▸ Text shown:
========================

# Fair price for this system?



## Tobe404

Selling the below system and just wondering what I would expect to get for it? Keeping in mind most components no longer have a warranty.

Intel 5820k
ASUS X-99A Motherboard
Gainward GeForce GTX1070 Phoenix 8GB
TEAM T-FORCE DARK 3200MHZ 32GB
Samsung 850 Evo 250GB SSD
Kingston A2000 1TB NVME SSD
Seagate 3TB 7200 HDD
NZXT Kraken X61 280mm AIO
EVGA G2 Supernova 850w PSU
NZXT Phantom 530 Case

Upgraded various parts here and there. All up I would of spent probably $3400 over the life of the system. Including original purchase price.

Thanks guys.

PS: Feel free to move if it's in the wrong section. Wasn't exactly sure where I should post this.


----------



## UltraMega

So you want to sell everything together?

========================

▸ Objective a: Which graphics card is listed among the parts in the forum thread?
The forum thread and the records have no connection to each other.

▸ Dataset items:
========================

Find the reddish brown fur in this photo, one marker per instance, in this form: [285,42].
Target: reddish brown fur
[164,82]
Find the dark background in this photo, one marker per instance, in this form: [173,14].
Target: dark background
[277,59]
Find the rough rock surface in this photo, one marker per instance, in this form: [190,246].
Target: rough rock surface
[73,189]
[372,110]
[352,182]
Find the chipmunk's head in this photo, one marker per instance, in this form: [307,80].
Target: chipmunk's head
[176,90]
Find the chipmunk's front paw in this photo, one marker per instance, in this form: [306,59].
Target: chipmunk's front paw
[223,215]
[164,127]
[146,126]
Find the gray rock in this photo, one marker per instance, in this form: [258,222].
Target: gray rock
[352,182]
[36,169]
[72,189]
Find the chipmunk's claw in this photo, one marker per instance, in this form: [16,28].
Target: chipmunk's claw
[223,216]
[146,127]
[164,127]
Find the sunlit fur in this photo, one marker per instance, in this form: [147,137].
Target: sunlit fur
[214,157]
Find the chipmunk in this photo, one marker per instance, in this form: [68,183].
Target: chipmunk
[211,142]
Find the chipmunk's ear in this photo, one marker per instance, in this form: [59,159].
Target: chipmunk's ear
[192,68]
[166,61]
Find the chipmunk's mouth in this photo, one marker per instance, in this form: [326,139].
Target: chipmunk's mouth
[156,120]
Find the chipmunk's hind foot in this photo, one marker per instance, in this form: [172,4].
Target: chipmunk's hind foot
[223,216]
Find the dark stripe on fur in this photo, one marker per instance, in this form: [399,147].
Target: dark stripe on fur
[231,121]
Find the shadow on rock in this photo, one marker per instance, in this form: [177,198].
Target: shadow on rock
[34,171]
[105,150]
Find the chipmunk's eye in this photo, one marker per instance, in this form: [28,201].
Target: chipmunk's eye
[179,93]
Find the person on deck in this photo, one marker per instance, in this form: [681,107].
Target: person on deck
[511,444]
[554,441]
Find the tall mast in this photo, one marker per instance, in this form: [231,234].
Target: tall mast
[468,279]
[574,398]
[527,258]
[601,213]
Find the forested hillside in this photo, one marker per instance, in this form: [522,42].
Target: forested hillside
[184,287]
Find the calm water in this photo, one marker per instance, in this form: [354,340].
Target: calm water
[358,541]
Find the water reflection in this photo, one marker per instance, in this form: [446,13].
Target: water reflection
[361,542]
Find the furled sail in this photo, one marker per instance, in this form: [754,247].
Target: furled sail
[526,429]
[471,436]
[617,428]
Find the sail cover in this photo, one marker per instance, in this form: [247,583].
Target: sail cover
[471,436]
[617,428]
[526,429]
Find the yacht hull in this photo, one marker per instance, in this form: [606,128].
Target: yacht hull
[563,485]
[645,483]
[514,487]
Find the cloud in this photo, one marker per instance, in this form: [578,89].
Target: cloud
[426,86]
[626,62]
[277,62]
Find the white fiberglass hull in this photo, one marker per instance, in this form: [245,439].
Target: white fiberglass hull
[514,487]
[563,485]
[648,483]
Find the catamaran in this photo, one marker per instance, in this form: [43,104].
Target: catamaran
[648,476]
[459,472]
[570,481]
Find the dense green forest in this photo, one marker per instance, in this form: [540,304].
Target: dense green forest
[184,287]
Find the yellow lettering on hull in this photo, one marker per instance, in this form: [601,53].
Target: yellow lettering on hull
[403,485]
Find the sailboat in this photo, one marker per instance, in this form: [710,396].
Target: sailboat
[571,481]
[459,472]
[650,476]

========================

▸ Objective b: Extract every line of the records that contains the string "claw", treating uppercase and lowercase as different.

▸ Right answer a: Gainward GeForce GTX1070 Phoenix 8GB

▸ Right answer b:
Find the chipmunk's claw in this photo, one marker per instance, in this form: [16,28].
Target: chipmunk's claw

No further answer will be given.